= Beginning of Section =
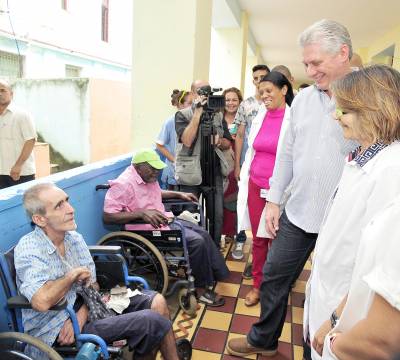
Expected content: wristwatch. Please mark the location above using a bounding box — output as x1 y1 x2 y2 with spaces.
330 310 339 328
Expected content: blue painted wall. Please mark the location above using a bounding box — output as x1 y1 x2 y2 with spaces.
0 154 131 331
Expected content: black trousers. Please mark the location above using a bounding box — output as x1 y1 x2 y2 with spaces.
248 211 317 350
0 174 35 189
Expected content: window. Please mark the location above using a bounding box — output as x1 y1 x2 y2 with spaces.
101 0 109 42
61 0 68 10
65 64 82 78
0 50 24 78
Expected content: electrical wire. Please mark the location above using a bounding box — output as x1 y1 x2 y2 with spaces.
6 0 22 77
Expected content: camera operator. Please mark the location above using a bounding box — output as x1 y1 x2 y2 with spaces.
175 80 232 247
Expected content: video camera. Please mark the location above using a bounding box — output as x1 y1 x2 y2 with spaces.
197 85 225 111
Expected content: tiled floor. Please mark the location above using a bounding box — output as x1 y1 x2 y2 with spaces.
171 239 311 360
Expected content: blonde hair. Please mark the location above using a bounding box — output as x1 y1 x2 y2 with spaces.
331 65 400 143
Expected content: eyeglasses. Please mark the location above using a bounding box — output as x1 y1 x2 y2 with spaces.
335 107 347 118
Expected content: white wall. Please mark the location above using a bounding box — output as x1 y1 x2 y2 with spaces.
12 79 91 163
0 0 131 79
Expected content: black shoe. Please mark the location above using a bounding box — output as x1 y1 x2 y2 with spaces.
242 264 253 280
176 338 192 360
198 290 225 307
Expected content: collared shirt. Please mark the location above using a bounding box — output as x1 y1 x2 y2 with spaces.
322 194 400 360
304 141 400 358
233 95 262 164
156 115 177 186
233 95 261 127
0 103 37 175
266 85 357 233
103 165 173 231
14 227 96 358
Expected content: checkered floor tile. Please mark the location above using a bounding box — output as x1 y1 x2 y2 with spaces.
171 239 311 360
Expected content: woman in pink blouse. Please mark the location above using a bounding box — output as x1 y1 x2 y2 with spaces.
237 71 294 306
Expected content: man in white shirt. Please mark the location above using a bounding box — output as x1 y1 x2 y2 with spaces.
227 19 356 359
0 80 36 189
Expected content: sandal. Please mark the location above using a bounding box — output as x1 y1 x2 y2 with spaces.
198 290 225 307
244 288 260 307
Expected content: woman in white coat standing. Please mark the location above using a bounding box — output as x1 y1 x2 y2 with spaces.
237 71 293 306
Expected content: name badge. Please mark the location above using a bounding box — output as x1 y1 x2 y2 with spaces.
260 188 268 199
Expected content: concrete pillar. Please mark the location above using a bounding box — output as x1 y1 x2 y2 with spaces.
131 0 212 149
243 47 263 99
209 12 248 92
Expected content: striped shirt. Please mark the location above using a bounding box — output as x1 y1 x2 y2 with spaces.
266 85 357 233
14 227 96 359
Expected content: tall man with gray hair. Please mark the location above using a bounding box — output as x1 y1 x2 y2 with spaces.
227 19 357 358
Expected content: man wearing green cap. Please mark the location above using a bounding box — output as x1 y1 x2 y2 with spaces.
103 149 229 306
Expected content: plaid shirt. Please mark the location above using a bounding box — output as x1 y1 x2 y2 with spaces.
14 227 96 359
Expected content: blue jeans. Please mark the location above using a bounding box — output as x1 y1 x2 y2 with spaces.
248 211 317 349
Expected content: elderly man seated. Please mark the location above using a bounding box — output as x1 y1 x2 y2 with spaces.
14 183 182 360
103 149 229 307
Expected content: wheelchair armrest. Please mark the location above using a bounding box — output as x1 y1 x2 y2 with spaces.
7 295 31 309
88 245 122 255
95 184 110 191
7 295 67 310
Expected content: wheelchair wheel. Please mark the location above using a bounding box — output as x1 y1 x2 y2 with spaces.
178 288 198 316
98 231 169 294
0 332 63 360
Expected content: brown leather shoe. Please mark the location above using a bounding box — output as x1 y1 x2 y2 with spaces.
226 337 277 357
244 288 260 307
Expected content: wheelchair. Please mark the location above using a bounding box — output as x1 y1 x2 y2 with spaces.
0 331 103 359
0 244 191 359
96 184 202 316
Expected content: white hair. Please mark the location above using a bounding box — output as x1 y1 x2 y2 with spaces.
23 183 56 218
298 19 353 59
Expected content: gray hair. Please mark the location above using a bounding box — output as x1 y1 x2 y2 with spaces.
23 183 56 218
298 19 353 60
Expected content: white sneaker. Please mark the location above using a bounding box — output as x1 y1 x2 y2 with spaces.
232 242 244 260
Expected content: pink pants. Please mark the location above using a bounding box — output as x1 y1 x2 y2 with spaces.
248 177 270 289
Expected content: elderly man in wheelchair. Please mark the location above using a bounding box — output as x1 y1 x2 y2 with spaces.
13 183 185 360
102 149 229 307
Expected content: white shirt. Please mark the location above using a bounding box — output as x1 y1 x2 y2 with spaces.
266 86 356 233
304 141 400 359
0 104 36 176
322 194 400 359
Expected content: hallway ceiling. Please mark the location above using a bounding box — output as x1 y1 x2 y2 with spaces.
236 0 400 83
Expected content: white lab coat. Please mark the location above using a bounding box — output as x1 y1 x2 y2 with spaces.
237 104 290 236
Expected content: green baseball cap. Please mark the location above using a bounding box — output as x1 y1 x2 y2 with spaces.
131 149 167 170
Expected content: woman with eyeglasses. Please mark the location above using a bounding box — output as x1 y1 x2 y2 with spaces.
305 65 400 360
237 71 294 307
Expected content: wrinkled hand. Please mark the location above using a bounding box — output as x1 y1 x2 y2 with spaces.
57 319 75 345
10 164 22 181
180 192 198 202
265 202 280 238
312 319 332 356
68 267 92 285
141 209 169 228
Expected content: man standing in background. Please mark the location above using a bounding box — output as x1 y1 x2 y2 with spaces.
0 80 36 189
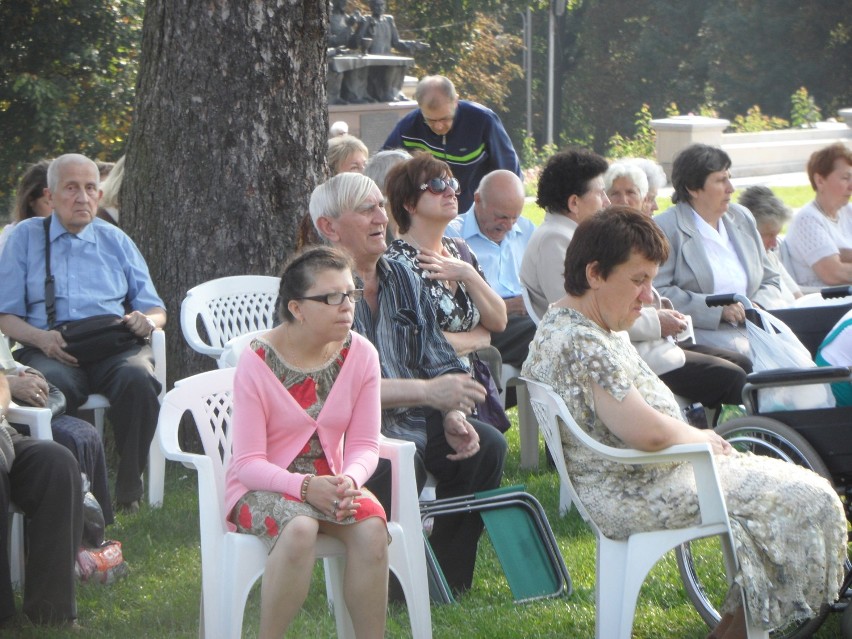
= End of Section =
Your task is to copy word for word the lines from the line containing "Expected content: white shirt." to the end of the listing, both included, and to drop any pictures.

▶ _Task result_:
Expected content: white shirt. Please mark the location above using a bounding box — output as x1 y1 x2 y2 with spaces.
266 86 356 233
304 141 400 359
0 104 36 176
322 194 400 359
Expected content: hallway ceiling. Please mark the location above using a bounding box — output as x1 y1 x2 y2 with spaces.
236 0 400 83
Expected content: white lab coat. Please mark the location above using a bounding box — output as x1 y1 x2 y2 with spaces.
237 104 290 236
Expected content: green baseball cap. Please mark the location above using a bounding box — output as x1 y1 x2 y2 with spaces.
131 149 167 170
Expected content: woman with eyeglasses. Please mark the location above using a bounding box — output as x1 y1 x2 y2 with spaces.
305 65 400 360
237 71 294 307
Expected content: wrinkled hand. Please mark the location above using a bounding box — output as x1 y1 x2 y2 with spaces.
57 319 75 345
10 164 22 181
180 192 198 202
265 202 280 238
312 319 332 356
68 267 92 285
141 209 169 228
Expected content: man standing in background. Please mark the location above using a bounding box — output as x1 y1 x2 y2 with spaces.
0 80 36 189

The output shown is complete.